- Selected text:
■ ■ ■ ■ ■

I went to so many films – most of them pretty dire
too! There were lots of cinemas in Kingston then,
but each only had one screen. The Granada and
the Regal and the Empire were all perfectly
respectable, but Kingston Kinema was a total
fleapit. It showed arty, less mainstream films, and
we sometimes went there too, though we weren't
supposed to.

The Kinema attracted Dirty Old Men – far dirtier
than the ones who hung around Maxwells music
shop. The pitch-black of the Kinema made them
bold. They'd shuffle along the empty rows and sit
right next to you. You'd strain as far away from
them as possible, staring up at the screen, heart
thumping. You'd keep telling yourself it was going
to be fine, he wouldn't
do
anything, but then a
clammy hand, repulsive as a jellyfish, would slither
onto your knee. You'd jerk your knee away from it,
trembling, but you knew that hand would come
back. Sometimes it changed into a crab and tried
to scuttle underneath your skirt. Then at long long
last this would galvanize you into action and
you'd grab your friend and sidle down the row away
from him.

Why on earth did we put up with this? Why
didn't we complain loudly and go and find an
usherette? We were all as hopeless as each other –
Carol, Chris, all my other friends: we sat paralysed
with shame and fear while these hateful men
dabbed at us disgustingly. It was as if
we'd
done
something bad and embarrassing. We might joke
about it afterwards, even getting fits of the giggles,
but at the time it was terrifying.

So why did we
go
to the Kinema? Well, we wanted
to see those arty movies, a lot of them X-rated. They
would probably be considered very bland kids' stuff
nowadays. We were so totally innocent, even a Cliff
Richard film could shock us. We all wanted to see
his new film,
Expresso Bongo
, because it was set in
Soho where all the strip joints were.

Friday 22 January

In the evening I went to see 'Expresso Bongo' with
Carol at the Regal. We saw tons of girls from school
there, all dressed up pretending to be sixteen. Jill,
Susan and Joyce were there in the 'ninepennies'
and Jill told me afterwards that she had seen Peter
there and he had smiled at her. She also said that
Joyce had asked Susan and her to club together and
buy some cigarettes. They reluctantly agreed, but
Susan wouldn't smoke any. Jill had three and
wasn't very impressed, but Joyce finished the lot
off! I think she's only 13!

■ ■ ■ ■ ■

- Provided records:
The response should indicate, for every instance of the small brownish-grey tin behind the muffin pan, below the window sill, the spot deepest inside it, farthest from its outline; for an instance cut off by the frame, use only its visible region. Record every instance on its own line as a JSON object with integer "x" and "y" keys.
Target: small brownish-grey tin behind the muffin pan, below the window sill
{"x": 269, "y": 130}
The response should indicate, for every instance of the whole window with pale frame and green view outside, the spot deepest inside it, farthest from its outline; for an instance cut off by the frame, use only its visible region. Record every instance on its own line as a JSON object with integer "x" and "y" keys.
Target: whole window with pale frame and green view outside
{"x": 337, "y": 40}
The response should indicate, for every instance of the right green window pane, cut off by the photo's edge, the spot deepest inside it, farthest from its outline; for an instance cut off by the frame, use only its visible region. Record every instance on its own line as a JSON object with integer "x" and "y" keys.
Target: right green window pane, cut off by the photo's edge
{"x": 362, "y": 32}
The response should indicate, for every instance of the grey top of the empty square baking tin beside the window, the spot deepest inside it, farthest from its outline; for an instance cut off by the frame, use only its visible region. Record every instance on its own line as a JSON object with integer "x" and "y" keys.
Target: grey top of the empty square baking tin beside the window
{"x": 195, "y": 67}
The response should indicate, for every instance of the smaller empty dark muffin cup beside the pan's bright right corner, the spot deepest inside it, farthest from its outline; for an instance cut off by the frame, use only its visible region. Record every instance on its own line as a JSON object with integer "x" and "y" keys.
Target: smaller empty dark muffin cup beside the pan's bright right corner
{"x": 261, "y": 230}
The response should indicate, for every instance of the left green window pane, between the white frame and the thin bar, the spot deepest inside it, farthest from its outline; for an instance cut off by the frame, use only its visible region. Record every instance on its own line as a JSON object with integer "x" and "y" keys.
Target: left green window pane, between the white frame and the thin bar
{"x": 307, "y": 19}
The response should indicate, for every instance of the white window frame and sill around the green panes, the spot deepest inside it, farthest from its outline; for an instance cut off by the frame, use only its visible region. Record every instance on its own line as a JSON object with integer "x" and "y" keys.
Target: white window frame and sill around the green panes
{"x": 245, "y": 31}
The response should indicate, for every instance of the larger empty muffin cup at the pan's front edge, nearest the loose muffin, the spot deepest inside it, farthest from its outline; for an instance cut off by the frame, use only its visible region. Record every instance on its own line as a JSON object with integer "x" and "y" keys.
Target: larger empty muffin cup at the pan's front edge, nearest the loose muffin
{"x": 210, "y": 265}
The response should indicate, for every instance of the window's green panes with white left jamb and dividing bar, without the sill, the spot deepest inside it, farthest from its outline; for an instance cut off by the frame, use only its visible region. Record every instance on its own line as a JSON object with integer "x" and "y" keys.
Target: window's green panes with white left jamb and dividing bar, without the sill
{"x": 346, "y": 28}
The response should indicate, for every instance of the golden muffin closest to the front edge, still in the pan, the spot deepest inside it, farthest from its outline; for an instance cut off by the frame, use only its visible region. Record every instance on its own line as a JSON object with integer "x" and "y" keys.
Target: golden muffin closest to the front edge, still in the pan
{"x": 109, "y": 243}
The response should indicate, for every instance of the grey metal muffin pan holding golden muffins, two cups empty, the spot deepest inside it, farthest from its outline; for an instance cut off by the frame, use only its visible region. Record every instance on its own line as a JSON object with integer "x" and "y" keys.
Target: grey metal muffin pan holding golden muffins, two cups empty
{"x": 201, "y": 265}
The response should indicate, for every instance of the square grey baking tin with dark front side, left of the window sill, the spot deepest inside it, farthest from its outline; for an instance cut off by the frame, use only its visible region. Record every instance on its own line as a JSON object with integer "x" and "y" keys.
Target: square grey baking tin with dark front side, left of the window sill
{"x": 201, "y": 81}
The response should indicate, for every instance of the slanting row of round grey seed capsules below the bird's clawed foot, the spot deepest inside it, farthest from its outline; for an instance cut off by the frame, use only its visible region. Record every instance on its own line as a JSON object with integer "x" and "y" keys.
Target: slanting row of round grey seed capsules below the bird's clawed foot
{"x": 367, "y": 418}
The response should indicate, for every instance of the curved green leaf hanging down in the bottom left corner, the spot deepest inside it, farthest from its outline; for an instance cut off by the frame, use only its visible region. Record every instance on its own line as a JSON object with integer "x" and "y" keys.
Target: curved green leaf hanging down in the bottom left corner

■ ■ ■ ■ ■

- Problems to solve:
1/ Transcribe the Kingston cinema passage from "In the evening" up to and including "she's only 13!".
2/ Write the next part of the Kingston cinema passage, picking up after its final sentence.

- Answers per task:
1/
In the evening I went to see 'Expresso Bongo' with
Carol at the Regal. We saw tons of girls from school
there, all dressed up pretending to be sixteen. Jill,
Susan and Joyce were there in the 'ninepennies'
and Jill told me afterwards that she had seen Peter
there and he had smiled at her. She also said that
Joyce had asked Susan and her to club together and
buy some cigarettes. They reluctantly agreed, but
Susan wouldn't smoke any. Jill had three and
wasn't very impressed, but Joyce finished the lot
off! I think she's only 13!

2/
P.S. 'Expresso Bongo' was very good.

I was too shy to write in my diary about the
astonishing scene set in a Soho club where you saw
topless showgirls. There was an audible gasp from
the cinema audience as this line of girls jiggled
across the screen. They weren't even entirely
topless: they had little stars in pertinent places,
presumably stuck on. It must have been pretty
painful removing them each night.

You didn't get topless models in newspapers
in 1960, not the papers we had at home anyway.
You didn't get girly magazines openly displayed on
newsagents' shelves either. The only bare breasts
I'd ever seen were on African women in the
National
Geographic
magazine. Those
Expresso Bongo
girls
made a big impression on all of us. We talked about
them excitedly at school the next morning.

Mostly our film-going was a lot less adventurous.
I seemed very easy to please. On Monday 4 January
I went to see Tommy Steele in
Tommy the Toreador
and pronounced this film 'very good.' The next day
I saw Norman Wisdom in
Follow a Star
, which I
said was 'very funny'. You would have to tie me to
my seat to get me to watch either film now.

Carol and I went to the pictures two or three
times a week in the holidays. We went after school
too, sometimes with Sue and Cherry. They lived in
Kingston too. Sue literally lived next door to me,
at number eleven Cumberland House, where we'd
both lived since we were six.

This was 'a better class of council estate',
according to my mother – and she did her
level best to bring me up a better class of
child. Sue's mother, Nancy, was equally
ambitious for her daughter. No other children
in Cumberland House had such white socks
and blouses, such polished brown sandals, such
expensive school satchels.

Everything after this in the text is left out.